▶ THE TASK: Starting with the line with "of the bare" and going on through the last of the lines, write those lines out again, requests included. Scale every x and y coordinate in the answers by 2.55 and round each to a whole number, with halves going up.
● ● ● ● ● ● ●
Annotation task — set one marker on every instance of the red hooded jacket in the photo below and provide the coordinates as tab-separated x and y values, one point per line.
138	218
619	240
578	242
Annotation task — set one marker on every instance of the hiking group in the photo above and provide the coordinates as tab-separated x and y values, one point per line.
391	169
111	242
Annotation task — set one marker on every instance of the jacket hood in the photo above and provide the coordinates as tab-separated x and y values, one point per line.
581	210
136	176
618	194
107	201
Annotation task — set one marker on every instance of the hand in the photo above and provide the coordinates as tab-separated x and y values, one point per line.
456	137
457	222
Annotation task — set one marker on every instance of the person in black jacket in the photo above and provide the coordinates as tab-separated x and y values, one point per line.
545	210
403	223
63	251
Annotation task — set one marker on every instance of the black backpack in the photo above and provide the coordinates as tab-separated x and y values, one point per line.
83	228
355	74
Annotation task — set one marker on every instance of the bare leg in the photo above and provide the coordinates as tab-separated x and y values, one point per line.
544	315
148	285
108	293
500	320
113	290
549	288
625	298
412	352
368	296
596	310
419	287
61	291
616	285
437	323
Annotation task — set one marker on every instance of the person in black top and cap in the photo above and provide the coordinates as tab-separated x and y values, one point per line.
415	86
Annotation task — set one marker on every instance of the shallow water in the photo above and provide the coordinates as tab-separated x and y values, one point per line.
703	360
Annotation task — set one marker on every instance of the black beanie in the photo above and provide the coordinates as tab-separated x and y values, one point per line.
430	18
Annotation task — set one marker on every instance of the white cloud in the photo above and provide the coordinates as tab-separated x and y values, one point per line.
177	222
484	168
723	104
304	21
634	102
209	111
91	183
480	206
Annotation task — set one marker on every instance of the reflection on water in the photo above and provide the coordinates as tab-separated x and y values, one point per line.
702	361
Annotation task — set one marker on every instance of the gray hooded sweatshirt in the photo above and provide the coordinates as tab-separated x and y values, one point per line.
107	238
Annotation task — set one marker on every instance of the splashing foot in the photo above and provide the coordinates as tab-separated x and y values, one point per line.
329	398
● ● ● ● ● ● ●
▶ EXERCISE RESPONSE:
Annotation task — set one marker on every instance of the bare leg in the photo above and provide the coordinates as tab-separated x and y values, one point per line.
1387	803
377	727
275	747
1275	816
288	740
1400	734
1594	760
1051	898
938	755
1520	791
1068	732
156	742
1571	727
1114	824
Annotation task — set one marker on every instance of the person in black top and cap in the photo above and provide the coordinates as tab-separated x and y values, one point per line.
1058	219
Annotation task — set one marker on every instance of the shallow water in the photo above and provide the coordinates as tab-separated x and y values, one point per line.
1793	918
Annotation task — set one marker on every instance of the black beanie in the photo above and provide the coordinates as tab-separated x and y values, one point per line.
1097	46
Annotation task — set one marker on every instance of the white cloud in the photo above and provide the coordinates as tab-separated x and y values, one point per line.
451	566
1234	428
1844	265
775	54
1617	260
533	283
232	467
1224	525
Annotation task — set one marker on every instance of the reflection on water in the photo above and provide the coordinates as tab-separated x and y values, one point per line.
1790	921
Annotation task — set one marker on every instance of the gray hooded sweatshirt in the photo above and provide the coordinates as tab-separated x and y values, one point per line.
273	607
Annotation task — set one marker on every instance of the splashing foot in the photo above and provide the coordinates as tab-separated x and y values, one point per line.
839	1015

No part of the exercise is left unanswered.